[Stored data entries]
========================================
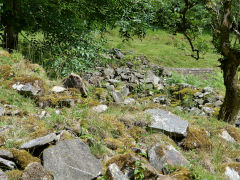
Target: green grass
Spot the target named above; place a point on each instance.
(165, 49)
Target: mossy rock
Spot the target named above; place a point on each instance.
(155, 138)
(136, 132)
(4, 53)
(53, 100)
(128, 160)
(14, 174)
(216, 111)
(234, 165)
(6, 71)
(113, 144)
(23, 158)
(234, 132)
(122, 160)
(181, 173)
(2, 141)
(36, 82)
(27, 79)
(101, 94)
(196, 138)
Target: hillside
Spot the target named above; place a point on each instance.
(139, 121)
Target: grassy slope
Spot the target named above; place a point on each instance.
(165, 49)
(107, 125)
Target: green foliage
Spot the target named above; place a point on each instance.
(214, 81)
(139, 169)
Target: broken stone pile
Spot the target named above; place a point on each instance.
(55, 157)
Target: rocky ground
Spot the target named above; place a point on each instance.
(124, 121)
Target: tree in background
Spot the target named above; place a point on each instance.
(67, 27)
(190, 17)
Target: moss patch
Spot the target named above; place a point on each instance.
(234, 132)
(181, 173)
(113, 144)
(235, 166)
(14, 174)
(6, 71)
(196, 138)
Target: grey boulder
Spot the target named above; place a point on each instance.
(117, 97)
(167, 122)
(71, 159)
(114, 173)
(231, 173)
(6, 164)
(36, 171)
(162, 154)
(6, 154)
(33, 89)
(75, 81)
(48, 139)
(100, 108)
(58, 89)
(3, 176)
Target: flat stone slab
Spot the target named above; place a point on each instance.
(161, 154)
(6, 164)
(3, 176)
(100, 108)
(6, 154)
(40, 141)
(167, 122)
(71, 159)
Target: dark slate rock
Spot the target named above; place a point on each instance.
(34, 88)
(3, 176)
(109, 73)
(48, 139)
(6, 164)
(117, 97)
(75, 81)
(114, 173)
(5, 154)
(167, 122)
(161, 154)
(71, 159)
(36, 171)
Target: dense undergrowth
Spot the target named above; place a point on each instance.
(107, 129)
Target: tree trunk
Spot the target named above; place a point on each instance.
========================================
* _Work to complete_:
Arrange the lines above as a JSON list of strings with one string per line, skipping any blank lines. Leave the picture out.

* _The solution_:
[
  "Target: green grass",
  "Spot the target named above; place a point on each instance.",
  "(165, 49)",
  "Target: mossy rock",
  "Spot the target named above; place a point on each instance.",
  "(155, 138)",
  "(136, 132)",
  "(4, 53)",
  "(53, 100)",
  "(128, 160)",
  "(14, 174)",
  "(216, 111)",
  "(234, 165)",
  "(6, 71)",
  "(113, 144)",
  "(23, 158)",
  "(234, 132)",
  "(122, 160)",
  "(181, 173)",
  "(2, 141)",
  "(36, 82)",
  "(27, 79)",
  "(101, 94)",
  "(196, 138)",
  "Target: hillside",
  "Spot the target named above; place a point on each instance.",
  "(139, 121)",
  "Target: grassy slope",
  "Spot the target named above; place a point on each instance.",
  "(165, 49)",
  "(107, 125)",
  "Target: green foliage",
  "Spot the target named above; place a point on each instance.",
  "(214, 81)",
  "(139, 169)",
  "Target: broken stone pile",
  "Spot the target named above; place a point on each instance.",
  "(55, 157)",
  "Target: rocky ground",
  "Spot the target named above; place a point on each instance.",
  "(124, 121)",
  "Target: tree in background",
  "Spot the target named above; place a point on each instance.",
  "(67, 27)",
  "(190, 17)",
  "Target: moss patch",
  "Spot the target named above; place a point on each instance.",
  "(234, 132)",
  "(181, 173)",
  "(113, 144)",
  "(235, 166)",
  "(14, 174)",
  "(6, 71)",
  "(196, 138)",
  "Target: grey boulder",
  "Spot the target named above; place a point on each instance.",
  "(117, 97)",
  "(167, 122)",
  "(71, 159)",
  "(114, 173)",
  "(231, 173)",
  "(6, 164)",
  "(36, 171)",
  "(162, 154)",
  "(6, 154)",
  "(33, 89)",
  "(75, 81)",
  "(48, 139)",
  "(100, 108)",
  "(58, 89)",
  "(3, 176)",
  "Target: flat stone slab",
  "Spot the target named above; place a point on each instance.",
  "(161, 154)",
  "(6, 164)",
  "(3, 176)",
  "(100, 108)",
  "(6, 154)",
  "(40, 141)",
  "(167, 122)",
  "(71, 159)",
  "Target: dark slate rock",
  "Spot the target named above; place a point on each instance.",
  "(34, 88)",
  "(3, 176)",
  "(109, 73)",
  "(48, 139)",
  "(6, 164)",
  "(117, 97)",
  "(75, 81)",
  "(114, 173)",
  "(5, 154)",
  "(167, 122)",
  "(161, 154)",
  "(71, 159)",
  "(36, 171)",
  "Target: dense undergrowth",
  "Spot the target named above; place a point on each instance.",
  "(107, 129)",
  "Target: tree trunk",
  "Spot the target named above; place a point on each instance."
]